■ **Text to read**
___

This project was a 'pilot study' and it was therefore possible to test workflows for use by Art Colleges endeavouring to digitise their own works. The SIAD project was typical in having a range of different modalities and sizes to the works that needed to be captured. For example:

* 2-D large works on canvas
* 2-D small works on paper
* 3-D large works on show in gallery
* 3-D small works to shoot in studio
* Installations or Studio shots
* Exteriors and Gallery shots
* Computer generated works

Each of these types of artwork requires a different workflow to provide the best opportunity of capturing them.

It was always the intention of this 'pilot study' to try to standardise the workflow as much as possible and to create an automated and objective capture system (although this proved much harder than originally expected).

In general these different workflows can be divided into two basic types:

* Camera is directly attached to a computer allowing images to be directly downloaded to the computer and all camera controls to be operated from the computer
* Bringing works to the camera, rather than bringing the camera to the work. The camera is always on a tripod or stand
* Normally using studio flashlights, although due to the bright north-light available within the SIAD studios some experimentation was undertaken using the available ambient light rather than flash
* Quality Control is undertaken during the capture process with images viewed and signed off on the tethered computer
* Creation of a temporary image during capture process for use within Portfolio
* Image is loaded immediately into Portfolio 6 enabling all indexing and technical metadata to be collated at the time of capture

* Images are saved to on-camera storage (Compact Flash) and then batch downloaded via USB card reader to laptop at appropriate times in workflow
* Taking the camera to the artworks, enabling the capture of works in-situ or on show in a gallery space. Camera does not have to be on a tripod unless lighting conditions demand it
* Not normally (in this case) using studio flash lights: the project was lucky in that capture took place during phases of good weather. However under different circumstances it could have been necessary to provide flash light for each shot which would have made capture much slower
* Quality Control simply undertaken by reviewing current image on the LCD monitor on rear of camera and using the camera histogram feature. Images could not be finally signed-off until viewed at the end of each day within Nikon Capture or Photoshop
* Temporary images were batch created after being downloaded to laptop
* Sometimes images could not be added into Portfolio 6 until the end of each day, meaning that all metadata had to be collated well after the time of capture

It was imperative for this project to try and get the maximum quality out of the capture process. As described above, the Nikon D100 digital camera uses one-shot technology; it captures a 14Bit/ channel 'RAW' file that can then be used to interpolate the missing colour data. However, it was not possible (without plug-ins) or advantageous (due to problems with changing file-extensions) to populate the Portfolio database with the 'RAW' NEF files. It was therefore necessary to create some form of temporary image file, so that a record might be created in Portfolio allowing the indexer to collate the appropriate metadata.

After the images had been captured and stored as 'RAW' NEF files, they were later opened, optimised and saved as TIFF files. These new optimised TIFF files then had to be linked back to their correct records within the Portfolio database. This work was undertaken using the 'change path' tool (within Portfolio) by TASI before delivery back to VADS. However it is likely to need to be undertaken again as and when the location of the images is changed.

___

■ **Records supplied**
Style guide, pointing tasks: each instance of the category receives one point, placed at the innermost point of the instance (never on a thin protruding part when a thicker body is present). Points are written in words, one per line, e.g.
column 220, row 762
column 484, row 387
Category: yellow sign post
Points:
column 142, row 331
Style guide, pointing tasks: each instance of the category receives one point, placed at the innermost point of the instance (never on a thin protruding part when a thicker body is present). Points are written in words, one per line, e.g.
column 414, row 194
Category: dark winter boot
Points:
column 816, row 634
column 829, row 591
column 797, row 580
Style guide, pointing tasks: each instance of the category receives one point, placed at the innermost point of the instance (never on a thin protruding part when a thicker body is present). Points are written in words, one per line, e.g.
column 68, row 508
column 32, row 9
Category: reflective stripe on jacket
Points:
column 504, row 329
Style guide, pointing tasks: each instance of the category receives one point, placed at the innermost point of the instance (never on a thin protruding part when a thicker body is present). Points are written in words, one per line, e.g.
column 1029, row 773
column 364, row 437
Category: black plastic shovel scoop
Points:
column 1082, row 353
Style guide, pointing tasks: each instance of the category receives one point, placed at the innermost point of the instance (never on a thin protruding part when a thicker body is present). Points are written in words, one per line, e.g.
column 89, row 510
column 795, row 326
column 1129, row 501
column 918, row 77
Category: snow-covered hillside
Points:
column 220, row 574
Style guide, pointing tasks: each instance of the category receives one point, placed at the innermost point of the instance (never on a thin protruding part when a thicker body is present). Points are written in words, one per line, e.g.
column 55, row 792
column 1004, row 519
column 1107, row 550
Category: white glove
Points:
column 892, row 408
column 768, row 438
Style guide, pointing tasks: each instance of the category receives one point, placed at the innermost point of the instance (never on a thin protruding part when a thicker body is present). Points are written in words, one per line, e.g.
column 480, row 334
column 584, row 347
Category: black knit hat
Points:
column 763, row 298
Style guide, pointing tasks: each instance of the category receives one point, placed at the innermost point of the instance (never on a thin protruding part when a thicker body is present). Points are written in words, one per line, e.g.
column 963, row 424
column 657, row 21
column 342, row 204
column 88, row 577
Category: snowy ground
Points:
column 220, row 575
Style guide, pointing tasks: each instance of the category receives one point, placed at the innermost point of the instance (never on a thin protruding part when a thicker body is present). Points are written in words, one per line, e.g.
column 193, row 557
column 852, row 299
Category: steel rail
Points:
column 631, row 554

___

■ **Request**
Extend the passage on the SIAD digitization pilot study, starting right after its final sentence.

■ **Answer to this exercise**
All images were optimised using [standard workflow procedures] . This optimisation was undertaken within Photoshop 6, although there is no reason why it could not have been just as effectively undertaken within Nikon Capture Editor 3 or Bibble RAW converter (both ICC colour management aware), which were both experimented with during research for this project.

The optimisation was undertaken on a Sony Trinitron Multiscan 400PS monitor calibrated with a ColorVision Spyder and PhotoCal 2.2 software to a gamma of 2.2 and a [colour temperature] of 6500 degrees Kelvin.

*Standard optimisation schedule:*

The 'RAW' NEF files were opened within Photoshop 6 using the NEF import plug-ins supplied by Nikon and installed within Photoshop 6. The NEF files are initially opened within Photoshop in an internal 16Bit/ channel RGB form. They then had the following optimisation undertaken upon them:

* Cropping and orientation
* Tonal optimisation using levels -setting highlight and shadow point Shadow point set to 5,5,5 -RGBHighlight point set to 245,245,245 -RGB
* Grey point/ colour correction – initially using grey card (Macbeth ColorChecker or Kodak Q13) or white wall as guide but still checked subjectively

Other than that, no independent colour correction was deemed necessary or useful with this optimisation; the images were simply calibrated to grey and left like that

* Image repair as necessary -This was minimal within these images, normally just cleaning backgrounds or removing a 'hair-in-the-gate' found in later images
* Un-sharp Masking (USM) -Very subtle (120% 1.0 pix, 2 levels in Photoshop 6). Although, it is thought likely that they will need a little more USM applied within the production of surrogates for delivery
* Mode conversion from 16Bit/ channel NEF format to 8Bit/ channel RGB TIFF
* Assigned Adobe RGB 1998 colour profile (this is not a transformation as they were already in the equivalent Nikon Space, which is identical)
* Saved as uncompressed baseline 8Bit/ channel RGB TIFF rev6 in PC byte order within the Adobe RGB (1998) colour space

In some cases it was necessary to undertaken some 'perspective correction'. This could be for a number or reasons; either the original canvas was incorrectly constructed and skewed or the camera 'was not' or 'could not' be positioned immediately above the work making the image distorted. If perspective correction was required, the order of work was changed and the mode conversion undertaken before the perspective correction as this function can only be undertaken with the file in 8Bit/ Channel mode.

At the time of capture, all images were saved in their 'RAW' NEF file format. They were saved in this format until such time as they could be optimised. However, as mentioned above it was necessary to have some form of temporary image file loaded into Portfolio to allow a record to be made and the indexing collated for that image.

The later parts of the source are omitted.